*Information given*:
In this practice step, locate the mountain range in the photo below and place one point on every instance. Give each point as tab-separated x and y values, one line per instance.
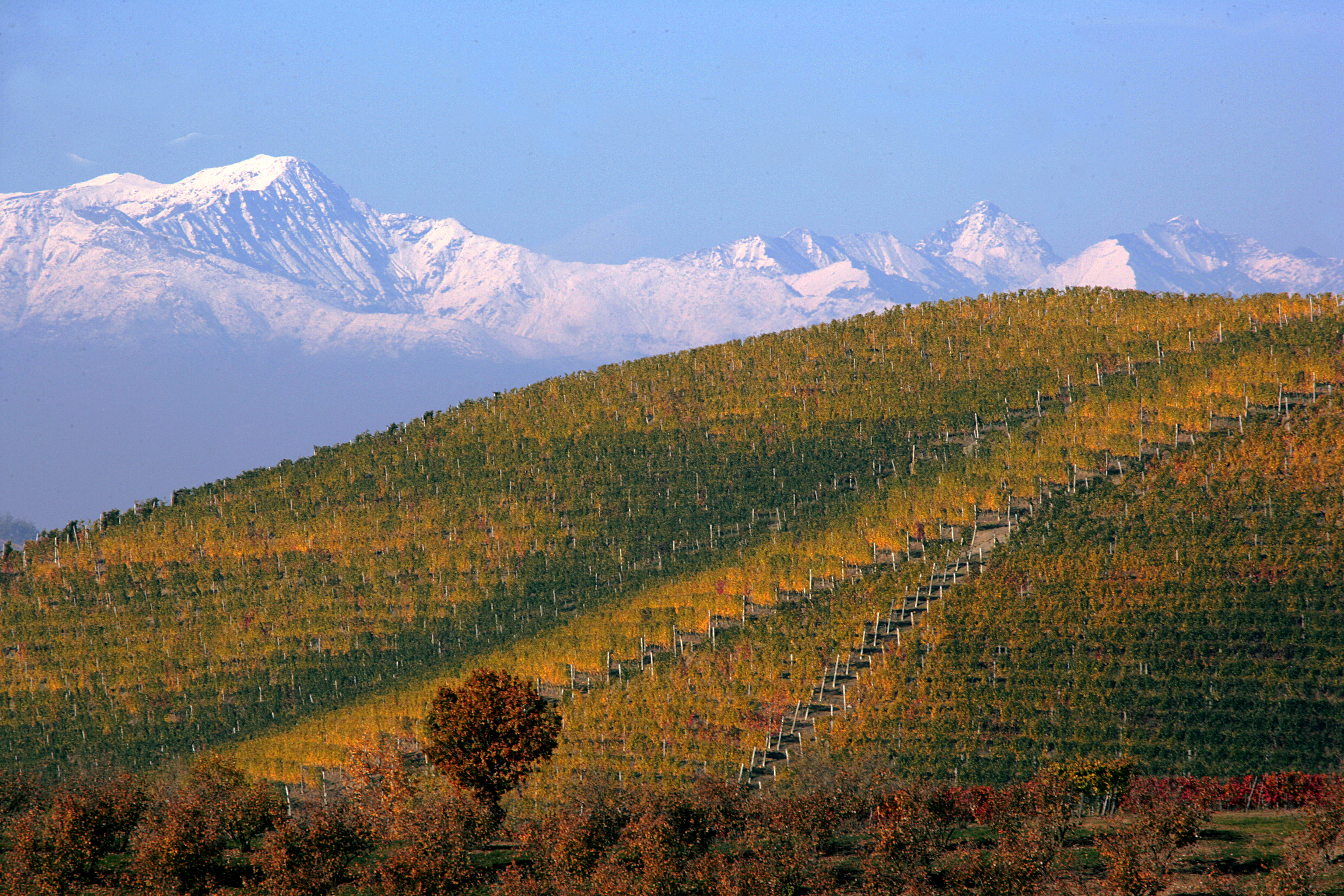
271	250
---
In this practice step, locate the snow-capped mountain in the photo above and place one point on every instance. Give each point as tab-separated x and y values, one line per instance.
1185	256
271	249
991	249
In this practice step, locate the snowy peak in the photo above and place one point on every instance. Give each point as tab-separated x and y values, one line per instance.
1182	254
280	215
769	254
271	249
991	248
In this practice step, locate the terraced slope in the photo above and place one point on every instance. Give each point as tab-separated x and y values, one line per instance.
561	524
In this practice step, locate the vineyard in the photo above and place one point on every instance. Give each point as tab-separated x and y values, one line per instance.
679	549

*Instruction*:
Go through the records and copy out each line that contains the word "above". Case counts, so a line only matches if its capital and small letters are the same as the word's.

*Solution*:
In this practice step, locate the snow-capped mountain in the photo above and place one point on every instance. Give each point as tab-separated x and y values, one line per instance.
In this practice step, locate the snowy peak in the photo above and place one point on every instance. Give each point as tab-separated x and y values, one line per instance.
In this practice step, locate the terraced slope in the photo above and place one point on every instance. Give each point as tab-separated x and y values, one line per instance.
In this practice step, locate the vineyard in the photo above and place one point on every instance. Give each point as tab-separated x and y values, one line per instance.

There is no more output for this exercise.